» **Image-grounded pointing data**
--------------------------------------------------

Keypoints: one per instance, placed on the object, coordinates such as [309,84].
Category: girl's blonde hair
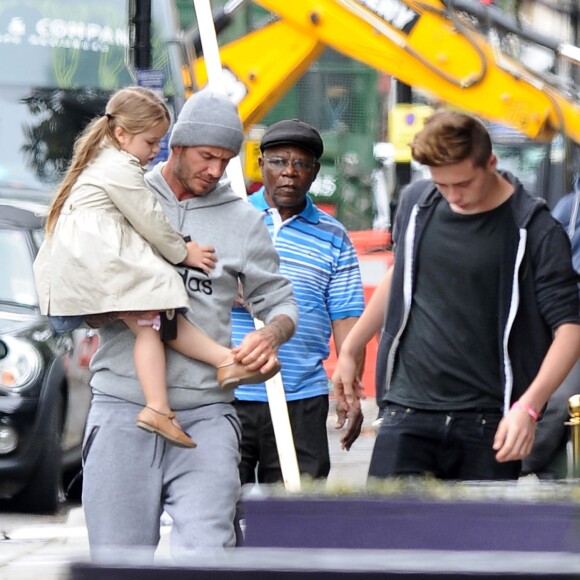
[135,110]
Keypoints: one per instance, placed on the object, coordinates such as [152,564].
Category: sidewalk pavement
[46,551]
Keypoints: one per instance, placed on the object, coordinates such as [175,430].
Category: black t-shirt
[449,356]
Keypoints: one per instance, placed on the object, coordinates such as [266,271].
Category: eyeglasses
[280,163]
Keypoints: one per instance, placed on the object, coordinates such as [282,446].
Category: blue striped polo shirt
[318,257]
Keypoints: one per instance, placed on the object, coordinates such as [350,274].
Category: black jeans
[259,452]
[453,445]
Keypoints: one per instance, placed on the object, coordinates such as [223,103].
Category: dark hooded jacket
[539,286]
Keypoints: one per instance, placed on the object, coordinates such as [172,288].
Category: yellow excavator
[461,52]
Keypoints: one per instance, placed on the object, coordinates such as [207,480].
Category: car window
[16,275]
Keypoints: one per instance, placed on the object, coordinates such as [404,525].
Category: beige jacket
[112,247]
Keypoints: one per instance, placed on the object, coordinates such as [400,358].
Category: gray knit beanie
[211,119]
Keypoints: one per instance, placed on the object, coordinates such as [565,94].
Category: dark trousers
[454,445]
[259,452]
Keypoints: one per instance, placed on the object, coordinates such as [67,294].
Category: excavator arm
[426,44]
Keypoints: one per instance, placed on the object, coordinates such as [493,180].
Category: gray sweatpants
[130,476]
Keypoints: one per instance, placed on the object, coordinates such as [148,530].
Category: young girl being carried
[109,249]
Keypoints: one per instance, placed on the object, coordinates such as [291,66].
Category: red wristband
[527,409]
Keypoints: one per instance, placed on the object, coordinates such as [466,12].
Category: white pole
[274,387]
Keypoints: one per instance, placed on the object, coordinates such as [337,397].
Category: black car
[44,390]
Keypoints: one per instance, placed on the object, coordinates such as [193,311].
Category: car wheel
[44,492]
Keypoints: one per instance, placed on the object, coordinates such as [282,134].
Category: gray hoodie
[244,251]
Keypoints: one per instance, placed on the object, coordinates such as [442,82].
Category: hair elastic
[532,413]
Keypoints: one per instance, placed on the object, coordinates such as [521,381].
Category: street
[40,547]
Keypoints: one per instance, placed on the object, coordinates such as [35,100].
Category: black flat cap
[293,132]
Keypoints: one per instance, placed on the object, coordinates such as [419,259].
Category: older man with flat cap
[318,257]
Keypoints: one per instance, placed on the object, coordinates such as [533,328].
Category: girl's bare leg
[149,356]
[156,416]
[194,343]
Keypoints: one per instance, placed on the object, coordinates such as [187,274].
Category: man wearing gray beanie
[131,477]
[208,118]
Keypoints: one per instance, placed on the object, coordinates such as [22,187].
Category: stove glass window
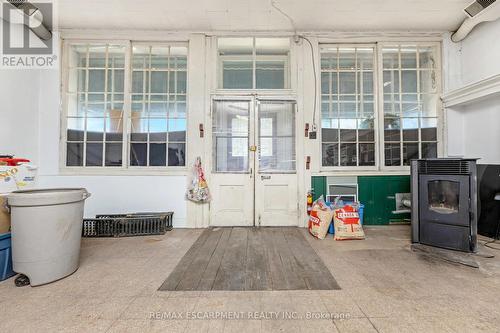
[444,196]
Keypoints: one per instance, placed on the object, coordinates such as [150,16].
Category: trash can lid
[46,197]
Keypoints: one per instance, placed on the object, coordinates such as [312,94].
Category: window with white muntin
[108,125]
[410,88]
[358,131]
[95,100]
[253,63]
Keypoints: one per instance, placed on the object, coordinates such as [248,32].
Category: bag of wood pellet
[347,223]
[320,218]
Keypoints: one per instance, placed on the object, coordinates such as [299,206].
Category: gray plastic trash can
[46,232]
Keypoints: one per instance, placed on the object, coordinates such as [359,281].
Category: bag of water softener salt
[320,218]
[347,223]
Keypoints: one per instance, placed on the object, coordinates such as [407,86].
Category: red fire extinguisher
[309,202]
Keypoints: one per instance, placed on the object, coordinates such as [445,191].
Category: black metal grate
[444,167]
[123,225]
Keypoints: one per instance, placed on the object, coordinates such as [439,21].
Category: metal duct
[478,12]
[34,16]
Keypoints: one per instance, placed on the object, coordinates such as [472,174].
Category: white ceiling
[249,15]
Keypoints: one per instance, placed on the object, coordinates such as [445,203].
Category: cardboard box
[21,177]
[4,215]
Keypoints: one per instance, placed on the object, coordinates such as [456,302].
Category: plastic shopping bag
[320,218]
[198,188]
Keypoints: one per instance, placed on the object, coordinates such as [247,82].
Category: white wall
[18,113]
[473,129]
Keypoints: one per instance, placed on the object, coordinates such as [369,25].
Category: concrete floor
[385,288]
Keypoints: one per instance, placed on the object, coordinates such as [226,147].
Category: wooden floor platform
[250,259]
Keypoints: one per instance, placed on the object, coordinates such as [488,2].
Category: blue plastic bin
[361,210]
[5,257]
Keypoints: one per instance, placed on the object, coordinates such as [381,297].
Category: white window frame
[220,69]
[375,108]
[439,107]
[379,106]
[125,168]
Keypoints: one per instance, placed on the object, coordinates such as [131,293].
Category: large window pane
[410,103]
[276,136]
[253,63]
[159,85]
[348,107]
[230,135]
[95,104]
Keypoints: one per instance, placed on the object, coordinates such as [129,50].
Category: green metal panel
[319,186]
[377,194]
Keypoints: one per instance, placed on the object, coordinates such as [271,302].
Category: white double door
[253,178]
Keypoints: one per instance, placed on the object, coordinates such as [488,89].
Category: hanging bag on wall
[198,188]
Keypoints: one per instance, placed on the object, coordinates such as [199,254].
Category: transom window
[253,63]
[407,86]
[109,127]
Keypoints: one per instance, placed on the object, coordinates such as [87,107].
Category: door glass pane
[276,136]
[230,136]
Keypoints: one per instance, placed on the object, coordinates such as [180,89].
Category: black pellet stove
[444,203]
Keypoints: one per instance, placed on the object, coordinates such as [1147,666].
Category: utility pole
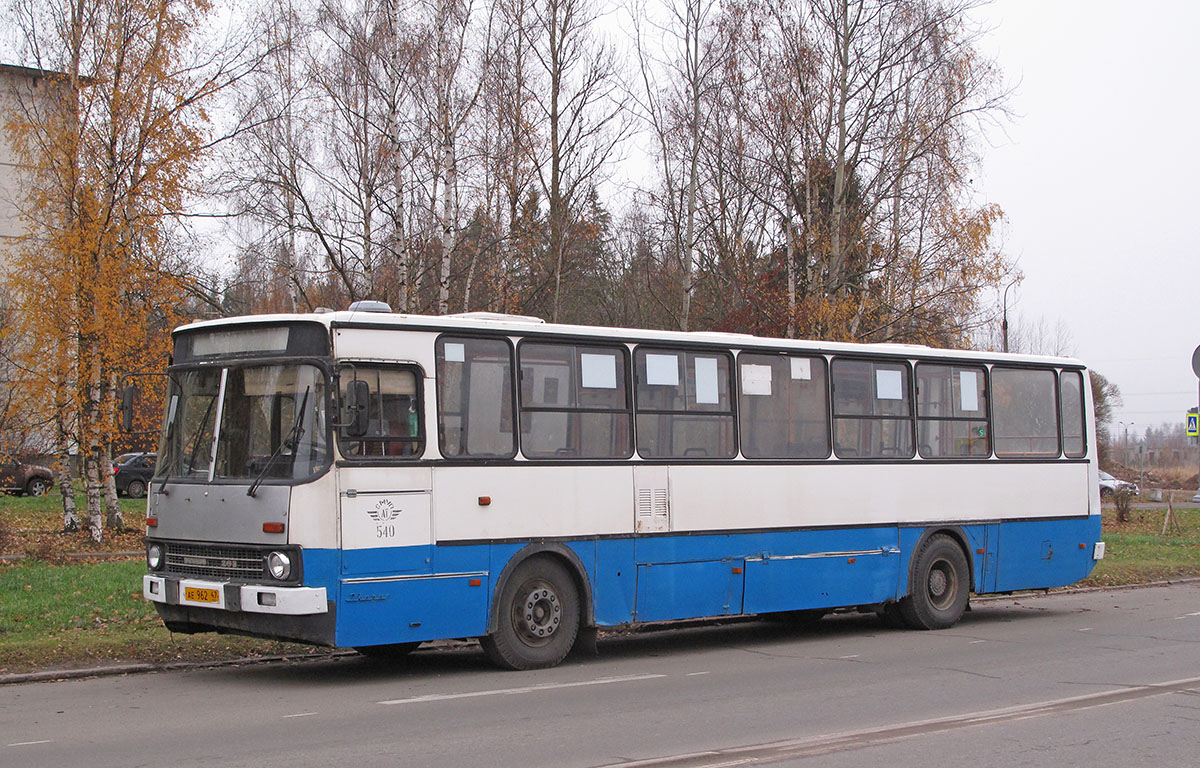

--------------------------------------------------

» **WHAT IS BEING ASKED**
Give again exactly the lines from the one holding "such as [488,2]." to the final line of the records, both ends included, and nothing more. Pictures do not belong in the copy.

» **WRITTEN SOLUTION**
Keypoints: one per instance, placed on the object, coordinates such as [488,2].
Category: blue plastic bin
[361,210]
[5,257]
Keypoints: one per instance, placed on the object, coordinates such as [381,297].
Category: white window frame
[220,69]
[375,108]
[439,107]
[379,106]
[125,168]
Keypoints: one per instance, placed on the object, coordinates such as [131,293].
Category: large window pane
[410,103]
[276,136]
[253,63]
[159,85]
[348,107]
[230,135]
[95,104]
Keypoints: one per instance, placed on the object, coordinates such as [129,50].
Category: green metal panel
[319,186]
[377,194]
Keypoints: one per instance, placed on the object, coordinates such as [271,302].
Category: white double door
[253,178]
Keypoints: one per instance, placed on the object, coordinates such as [488,89].
Category: hanging bag on wall
[198,188]
Keypoints: one per instance, placed on the object, coordinates such as [199,254].
Category: transom window
[253,63]
[407,86]
[109,127]
Keypoints: one per instance, placed on the object, coordinates such as [87,107].
Category: door glass pane
[276,136]
[230,136]
Keypoints: one per instance, placed on the object, coordinates such as [180,89].
Category: black pellet stove
[444,203]
Keypoints: one per instance, placed on the object, coordinates such as [1147,666].
Category: utility pole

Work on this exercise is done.